- [What you need to do]:
- 1) Answer these questions using the article on the Low-Income Housing Tax Credit:
(a) Which law created the tax credit program?
(b) According to the United States Census Bureau, how many local governments are there in addition to the 50 state governments?
(c) Which constitutional amendment limits federal power over local land use policy?
- 2) Please extend the article on the Low-Income Housing Tax Credit, picking up after its final sentence.

The Low-Income Housing Tax Credit (LIHTC) is a federal tax credit program designed to encourage private investment in affordable housing for low-income families. It was created as part of the Tax Reform Act of 1986 and is administered by the Internal Revenue Service in coordination with state housing agencies. The program provides a dollar-for-dollar reduction in a taxpayer's federal tax liability in exchange for providing financing for the development of affordable rental housing.

The LIHTC is the largest federal affordable housing program in the United States and has created over three million affordable rental units since it began. Unlike a tax deduction, which reduces the amount of income that is subject to tax, a tax credit directly reduces the amount of tax owed.

The problem of housing affordability is really about price: when there isn’t enough housing to match demand, prices go up. The LIHTC is supposed to correct this by creating rental housing units that lease for less than market prices. Instead, the LIHTC fuels housing inflation, lacks measurable benchmarks for efficiency and accountability, and is so complex that the subsidies are consumed by process and transaction costs.

Subsidizing housing inflation: state and local regulations create housing scarcity

The Tenth Amendment limits federal power over local land use policy. According to the United States Census Bureau, there are 89,004 local governments in addition to the 50 state governments. Each of these jurisdictions makes their own rules about land use and zoning which affect the production of new housing. Federal Reserve Bank of Boston research determined that “density restrictions play a key role in limiting the multifamily housing supply.”

Increasing density–fitting more people into a smaller area–is an important way to create affordable housing, especially in growing cities, where regulatory constraints on production reduce housing supply and lead to higher prices. City governments control density through zoning, and by reducing restrictions on multifamily housing, developers can supply more units which, in turn, have a beneficial impact on rents.

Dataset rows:
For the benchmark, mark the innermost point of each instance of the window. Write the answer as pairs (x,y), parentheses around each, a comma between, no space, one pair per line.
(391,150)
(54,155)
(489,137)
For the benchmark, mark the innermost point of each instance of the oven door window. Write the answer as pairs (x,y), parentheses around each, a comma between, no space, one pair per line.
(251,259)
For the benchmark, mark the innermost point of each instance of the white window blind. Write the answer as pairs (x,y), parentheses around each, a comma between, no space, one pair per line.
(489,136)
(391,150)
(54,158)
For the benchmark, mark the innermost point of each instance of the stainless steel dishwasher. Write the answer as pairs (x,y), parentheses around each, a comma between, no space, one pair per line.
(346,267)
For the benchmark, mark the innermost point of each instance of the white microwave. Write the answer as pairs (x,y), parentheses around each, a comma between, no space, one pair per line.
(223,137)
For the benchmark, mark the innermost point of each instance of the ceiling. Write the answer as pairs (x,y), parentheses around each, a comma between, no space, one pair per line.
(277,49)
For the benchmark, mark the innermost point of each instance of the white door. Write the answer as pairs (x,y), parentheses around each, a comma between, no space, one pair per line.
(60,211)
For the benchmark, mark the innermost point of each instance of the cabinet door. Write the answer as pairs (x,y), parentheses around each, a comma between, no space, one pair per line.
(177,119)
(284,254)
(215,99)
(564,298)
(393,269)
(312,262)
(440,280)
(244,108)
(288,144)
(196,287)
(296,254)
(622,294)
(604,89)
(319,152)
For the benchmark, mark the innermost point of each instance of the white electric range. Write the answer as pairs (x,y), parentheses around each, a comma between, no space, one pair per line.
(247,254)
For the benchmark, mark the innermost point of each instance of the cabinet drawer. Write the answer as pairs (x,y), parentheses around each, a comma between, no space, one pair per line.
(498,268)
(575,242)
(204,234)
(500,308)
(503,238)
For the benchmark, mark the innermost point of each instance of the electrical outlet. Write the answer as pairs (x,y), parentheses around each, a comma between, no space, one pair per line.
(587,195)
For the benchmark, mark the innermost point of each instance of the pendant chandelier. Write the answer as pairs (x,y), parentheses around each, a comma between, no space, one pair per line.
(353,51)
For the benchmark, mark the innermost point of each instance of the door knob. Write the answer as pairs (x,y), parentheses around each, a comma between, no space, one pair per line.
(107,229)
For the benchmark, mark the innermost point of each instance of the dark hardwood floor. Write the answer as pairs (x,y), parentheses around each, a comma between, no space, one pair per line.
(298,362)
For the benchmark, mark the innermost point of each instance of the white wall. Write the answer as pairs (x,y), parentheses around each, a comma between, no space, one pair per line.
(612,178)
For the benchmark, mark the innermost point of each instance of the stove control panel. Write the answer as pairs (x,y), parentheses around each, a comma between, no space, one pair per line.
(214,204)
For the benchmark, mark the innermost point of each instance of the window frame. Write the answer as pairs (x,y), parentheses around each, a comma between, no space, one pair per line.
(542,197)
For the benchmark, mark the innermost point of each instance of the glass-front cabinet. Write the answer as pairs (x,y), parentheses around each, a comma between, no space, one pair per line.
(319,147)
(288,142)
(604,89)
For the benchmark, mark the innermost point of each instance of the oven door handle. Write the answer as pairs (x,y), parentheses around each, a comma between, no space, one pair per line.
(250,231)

- [Results for the exercise]:
- 1)
(a) The Tax Reform Act of 1986.
(b) 89,004.
(c) The Tenth Amendment.

- 2)
Instead, rather than take the basic economic law of supply and demand into account through smarter zoning policy, the housing cost solution from lawmakers has been to increase federal outlays for the LIHTC to offset the inflation they have created. As a result, low-income households in search of affordable housing have few viable options.  

Federal outlays offset only a portion of the housing inflation government has created in the first place. In California, the cost of new, LIHTC-subsidized housing has reached $1 million per unit. Sadly, rather than demand more efficiency, lawmakers have been content to simply throw more money at the problem.

Some in Congress seem to grasp how local regulations combined with LIHTC subsidies can lead to housing inflation. Last September, Senate Finance Chair Ron Wyden (D., Ore.) said,  “[the housing problem's] root cause is the U.S. simply isn’t building enough housing” and that “the cost of housing is also getting pushed up by the snarls of state and local red tape. Zoning rules too often ban the kind of construction that’s badly needed. It’s been that way for decades, and the shortage is affecting cities of all kinds.”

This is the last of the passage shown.